■ **BRIEF**: Retype the data below word for word, from the line with "the wall-mounted dispenser?" up to and including the line with "388 277 450 282", and leave the pictures out.

┌────────

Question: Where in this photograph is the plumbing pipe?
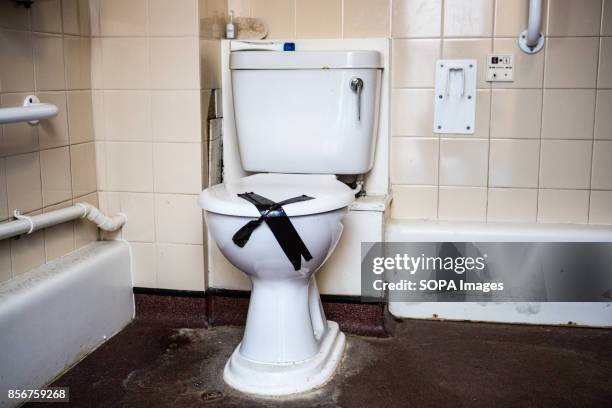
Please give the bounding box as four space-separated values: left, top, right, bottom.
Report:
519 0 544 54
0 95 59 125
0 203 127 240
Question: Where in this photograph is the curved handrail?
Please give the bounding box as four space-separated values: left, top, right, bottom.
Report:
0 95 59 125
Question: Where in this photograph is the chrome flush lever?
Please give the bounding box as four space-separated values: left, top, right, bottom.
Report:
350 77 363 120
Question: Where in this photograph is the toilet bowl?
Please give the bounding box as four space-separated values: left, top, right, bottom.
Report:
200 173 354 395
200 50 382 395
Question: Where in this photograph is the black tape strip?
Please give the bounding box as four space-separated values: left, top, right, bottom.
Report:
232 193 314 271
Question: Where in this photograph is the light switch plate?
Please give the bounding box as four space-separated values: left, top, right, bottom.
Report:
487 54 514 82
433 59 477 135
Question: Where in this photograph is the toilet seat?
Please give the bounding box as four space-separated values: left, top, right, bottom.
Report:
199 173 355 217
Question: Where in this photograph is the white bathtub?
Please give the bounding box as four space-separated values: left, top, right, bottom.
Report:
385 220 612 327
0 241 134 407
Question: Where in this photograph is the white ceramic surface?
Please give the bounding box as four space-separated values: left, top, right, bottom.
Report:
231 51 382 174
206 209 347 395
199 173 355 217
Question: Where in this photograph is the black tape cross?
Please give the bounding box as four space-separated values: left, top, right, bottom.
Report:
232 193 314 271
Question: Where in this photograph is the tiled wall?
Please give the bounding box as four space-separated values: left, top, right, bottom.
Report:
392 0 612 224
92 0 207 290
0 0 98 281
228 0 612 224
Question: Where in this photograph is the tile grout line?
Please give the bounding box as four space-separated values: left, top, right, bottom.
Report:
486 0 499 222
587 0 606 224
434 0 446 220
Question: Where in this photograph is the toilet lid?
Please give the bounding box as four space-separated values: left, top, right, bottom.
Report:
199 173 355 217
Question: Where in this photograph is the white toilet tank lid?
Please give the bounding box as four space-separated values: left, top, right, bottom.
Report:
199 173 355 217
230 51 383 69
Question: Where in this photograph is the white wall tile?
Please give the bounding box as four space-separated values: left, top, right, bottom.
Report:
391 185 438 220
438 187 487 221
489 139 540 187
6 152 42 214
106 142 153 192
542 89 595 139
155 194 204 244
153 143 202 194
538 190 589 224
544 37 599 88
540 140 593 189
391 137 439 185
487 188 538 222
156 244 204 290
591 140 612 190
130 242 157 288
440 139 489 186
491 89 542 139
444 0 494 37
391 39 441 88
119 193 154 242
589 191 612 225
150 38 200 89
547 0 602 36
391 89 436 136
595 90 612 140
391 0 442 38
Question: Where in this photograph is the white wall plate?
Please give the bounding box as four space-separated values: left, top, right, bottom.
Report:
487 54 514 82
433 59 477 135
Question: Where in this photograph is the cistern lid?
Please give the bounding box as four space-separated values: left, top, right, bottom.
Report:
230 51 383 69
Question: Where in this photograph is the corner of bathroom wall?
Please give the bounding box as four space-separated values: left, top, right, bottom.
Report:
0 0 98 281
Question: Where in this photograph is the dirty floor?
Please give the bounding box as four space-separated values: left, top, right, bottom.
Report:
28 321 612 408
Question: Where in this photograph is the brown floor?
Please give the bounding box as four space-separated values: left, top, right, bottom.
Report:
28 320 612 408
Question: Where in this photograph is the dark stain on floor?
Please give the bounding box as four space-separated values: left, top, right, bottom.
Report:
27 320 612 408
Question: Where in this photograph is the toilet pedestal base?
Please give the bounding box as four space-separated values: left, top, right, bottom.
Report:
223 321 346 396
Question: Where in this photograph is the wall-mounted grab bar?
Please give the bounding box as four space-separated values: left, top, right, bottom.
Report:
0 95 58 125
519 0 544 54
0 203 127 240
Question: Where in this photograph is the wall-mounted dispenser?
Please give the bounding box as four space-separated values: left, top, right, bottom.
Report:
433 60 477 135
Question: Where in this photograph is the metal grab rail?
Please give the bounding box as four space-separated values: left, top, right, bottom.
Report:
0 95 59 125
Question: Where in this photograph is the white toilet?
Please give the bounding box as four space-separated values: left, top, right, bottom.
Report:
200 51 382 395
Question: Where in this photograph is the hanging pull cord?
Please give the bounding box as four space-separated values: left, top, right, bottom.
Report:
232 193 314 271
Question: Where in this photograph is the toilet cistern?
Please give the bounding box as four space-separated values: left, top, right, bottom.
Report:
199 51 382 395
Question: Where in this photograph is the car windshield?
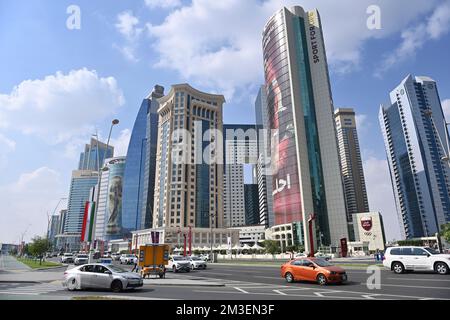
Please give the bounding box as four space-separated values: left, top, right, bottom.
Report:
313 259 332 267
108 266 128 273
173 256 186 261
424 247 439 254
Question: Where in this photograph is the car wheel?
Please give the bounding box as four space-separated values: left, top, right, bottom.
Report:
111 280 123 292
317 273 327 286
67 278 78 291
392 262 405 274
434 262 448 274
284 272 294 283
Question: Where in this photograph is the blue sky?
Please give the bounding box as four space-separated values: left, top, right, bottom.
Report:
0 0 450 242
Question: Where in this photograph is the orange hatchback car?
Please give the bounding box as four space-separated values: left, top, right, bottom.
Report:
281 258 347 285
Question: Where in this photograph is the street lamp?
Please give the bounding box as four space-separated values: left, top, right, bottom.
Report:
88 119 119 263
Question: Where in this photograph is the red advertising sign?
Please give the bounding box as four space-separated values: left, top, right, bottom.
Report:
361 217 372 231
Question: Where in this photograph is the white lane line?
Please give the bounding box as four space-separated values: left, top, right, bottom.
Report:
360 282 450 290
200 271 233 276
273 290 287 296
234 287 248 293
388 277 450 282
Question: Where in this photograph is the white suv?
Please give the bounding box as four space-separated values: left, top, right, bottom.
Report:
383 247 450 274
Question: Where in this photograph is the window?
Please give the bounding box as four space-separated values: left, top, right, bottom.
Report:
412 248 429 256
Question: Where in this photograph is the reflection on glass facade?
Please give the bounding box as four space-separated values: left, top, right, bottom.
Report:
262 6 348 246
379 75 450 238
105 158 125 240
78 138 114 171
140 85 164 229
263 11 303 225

└────────

■ **TASK ANSWER**:
Question: Where in this photograph is the wall-mounted dispenser?
Please give the bounding box as four space-separated values: left, top, right, bottom.
Report:
433 60 477 135
Question: Where in this photograph is the metal grab rail?
Please give the bounding box as four space-separated values: left, top, right, bottom.
Report:
0 95 59 125
Question: Where in this photograph is the white toilet?
Please give the bounding box as four space-separated values: left, top, right, bottom.
Report:
200 51 382 395
Question: Where in this photograph is the hanging pull cord?
Please give the bounding box as four space-separated values: left, top, right, bottom.
Report:
232 193 314 271
Question: Where in this photograph is the toilet cistern?
Please give the bounding box as four space-separated values: left, top, right, bottom.
Report:
199 51 382 395
Question: Where in this photograph is the car windshield?
Please give the bounding box as four space-separated values: left, top, right, bottom.
Report:
313 259 332 267
108 266 128 273
173 256 186 261
424 247 439 254
Question: Where in this photograph is the car wheel?
Please give the bounding box as four space-separated values: left, top, right, bottom.
Report:
111 280 123 292
317 273 327 286
67 278 78 291
392 262 405 274
434 262 448 274
284 272 294 283
Question: Where in this photograph is the blue sky?
Please give the bounding box as four space-separated values: left, top, right, bottom.
Report:
0 0 450 242
Question: Where in this photograph is the orange hatchback car?
Please give the bounding box as four space-separated values: left, top, right, bottom.
Report:
281 258 347 285
Question: Where in this photograph is the street lamp?
Please give the bounding box as four space-separated values: left, top, right, bottom.
Report:
88 119 119 263
Question: Where in this photograph is the red advertising sign?
Please give the bounding box as four space-separated values: left, top, right, bottom.
Report:
361 217 372 231
Question: Where in this photograph is the white lane line?
Please give the bounding box as four space-separated values: left, top, right, bottom.
Report:
360 282 450 290
200 271 233 276
273 290 287 296
234 287 248 293
388 277 450 282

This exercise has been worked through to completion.